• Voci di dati
==============================
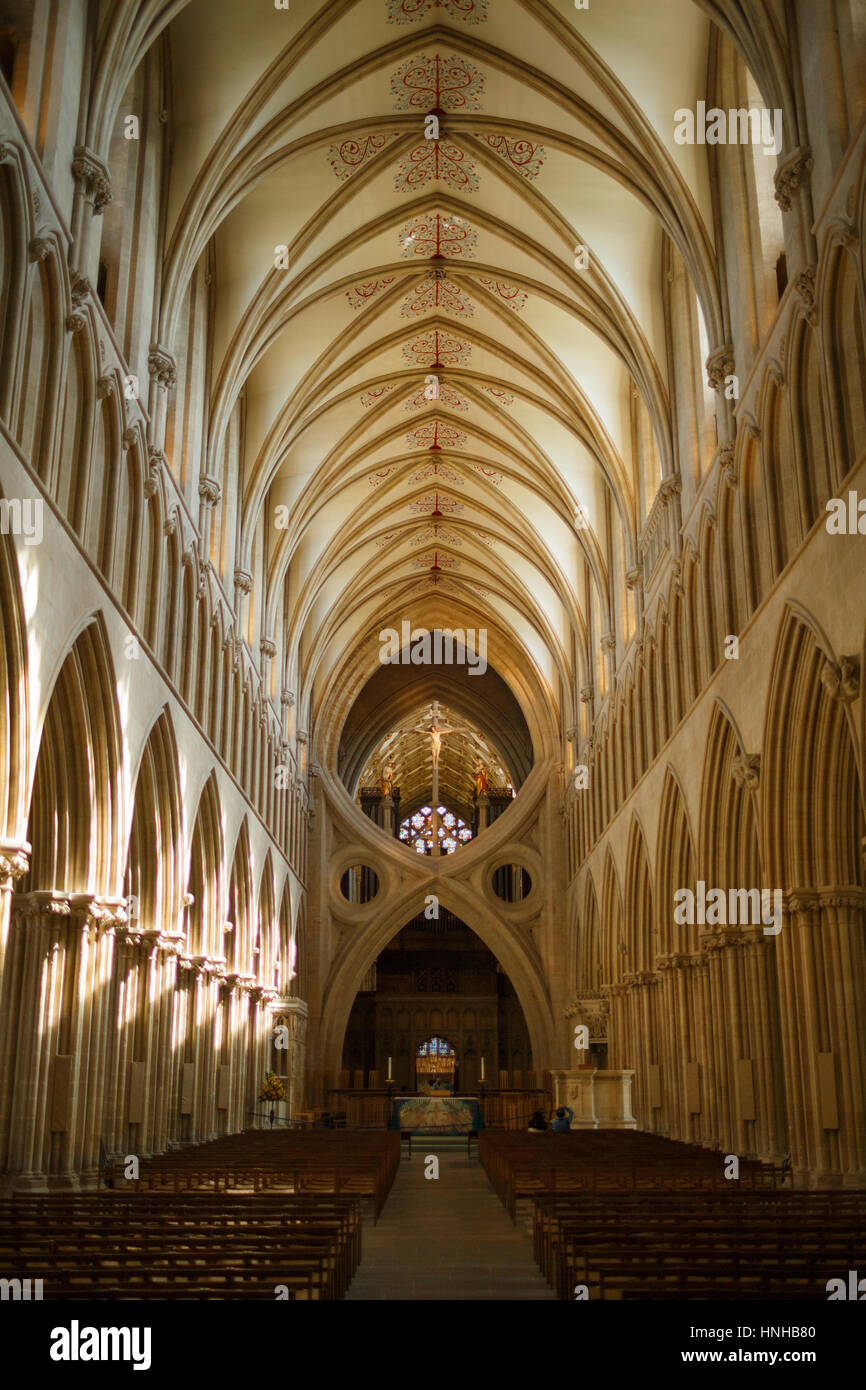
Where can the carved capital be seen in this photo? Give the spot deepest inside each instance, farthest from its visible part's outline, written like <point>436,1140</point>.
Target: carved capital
<point>161,366</point>
<point>805,288</point>
<point>843,681</point>
<point>14,863</point>
<point>745,770</point>
<point>720,364</point>
<point>39,248</point>
<point>790,174</point>
<point>209,491</point>
<point>727,456</point>
<point>92,178</point>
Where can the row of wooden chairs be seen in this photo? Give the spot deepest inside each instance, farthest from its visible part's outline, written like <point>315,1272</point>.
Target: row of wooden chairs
<point>709,1244</point>
<point>291,1161</point>
<point>520,1164</point>
<point>135,1246</point>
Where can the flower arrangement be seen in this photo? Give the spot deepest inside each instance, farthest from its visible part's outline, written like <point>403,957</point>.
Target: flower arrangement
<point>273,1089</point>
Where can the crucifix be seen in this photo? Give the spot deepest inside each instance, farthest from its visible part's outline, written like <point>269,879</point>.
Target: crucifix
<point>437,730</point>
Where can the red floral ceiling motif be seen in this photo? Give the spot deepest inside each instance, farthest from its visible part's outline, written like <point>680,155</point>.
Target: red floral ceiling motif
<point>524,156</point>
<point>509,295</point>
<point>437,160</point>
<point>489,474</point>
<point>499,396</point>
<point>406,11</point>
<point>374,478</point>
<point>437,292</point>
<point>434,84</point>
<point>437,560</point>
<point>435,502</point>
<point>438,469</point>
<point>435,434</point>
<point>360,295</point>
<point>438,534</point>
<point>377,394</point>
<point>438,234</point>
<point>349,154</point>
<point>437,349</point>
<point>448,396</point>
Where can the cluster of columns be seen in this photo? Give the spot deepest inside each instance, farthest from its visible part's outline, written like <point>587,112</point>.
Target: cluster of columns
<point>114,1041</point>
<point>755,1043</point>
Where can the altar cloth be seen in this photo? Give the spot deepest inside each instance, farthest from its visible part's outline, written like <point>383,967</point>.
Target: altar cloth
<point>437,1114</point>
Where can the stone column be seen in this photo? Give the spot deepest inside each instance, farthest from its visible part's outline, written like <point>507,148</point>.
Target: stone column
<point>14,863</point>
<point>574,1089</point>
<point>612,1096</point>
<point>822,983</point>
==============================
• ISTRUZIONI DEL COMPITO
Modifica tutte le righe dei dati sostituendo ogni occorrenza di "photo" con "image" e lasciando invariato il resto. Escludi le immagini dalla risposta.

• RISPOSTA AL COMPITO
Where can the carved capital be seen in this image? Give the spot deepest inside each instance, farthest from its visible part's outline, written like <point>436,1140</point>.
Target: carved capital
<point>161,366</point>
<point>805,288</point>
<point>843,681</point>
<point>14,863</point>
<point>745,770</point>
<point>720,364</point>
<point>39,248</point>
<point>790,174</point>
<point>209,491</point>
<point>727,456</point>
<point>92,178</point>
Where can the row of wooden chairs be seen in this image? Give the spot deepest inside each instance, farthest from its visible part's outline, written like <point>315,1272</point>.
Target: row of wooden chairs
<point>709,1244</point>
<point>291,1161</point>
<point>520,1164</point>
<point>135,1246</point>
Where can the flower arrangement be seen in this image? Give the spot deepest inside each instance, farthest from its visible part's outline, written like <point>403,957</point>.
Target: flower arrangement
<point>273,1089</point>
Where can the crucifix be seen in this image? Give the spot deepest inside each instance, farthest from its visible part's outline, written like <point>269,879</point>.
Target: crucifix
<point>437,730</point>
Where can the red floral ceiling motif be seen in this image? Give the spot deepest inside each instance, farthest from its visible part's outline, written like <point>680,155</point>.
Target: red floral ceiling motif
<point>524,156</point>
<point>509,295</point>
<point>437,160</point>
<point>489,474</point>
<point>499,396</point>
<point>406,11</point>
<point>374,478</point>
<point>437,292</point>
<point>434,84</point>
<point>437,560</point>
<point>435,502</point>
<point>438,469</point>
<point>435,434</point>
<point>360,295</point>
<point>438,534</point>
<point>377,394</point>
<point>438,234</point>
<point>349,154</point>
<point>437,349</point>
<point>448,396</point>
Where can the cluster of columns be seen in this image? Give the spot deepest inside each instance, farthest from its visible part's outline, written like <point>587,112</point>.
Target: cluster of columns
<point>114,1041</point>
<point>755,1043</point>
Where can the altar cloth be seen in this image? Give the spot deepest inside each instance, farthest from its visible part's outline, written like <point>383,967</point>.
Target: altar cloth
<point>437,1114</point>
Where can the stone column be seen in this image? Give the spot deepest inside each instance, farthest from its visible part's outline, written like <point>507,148</point>.
Target: stone column
<point>14,863</point>
<point>574,1089</point>
<point>612,1096</point>
<point>822,983</point>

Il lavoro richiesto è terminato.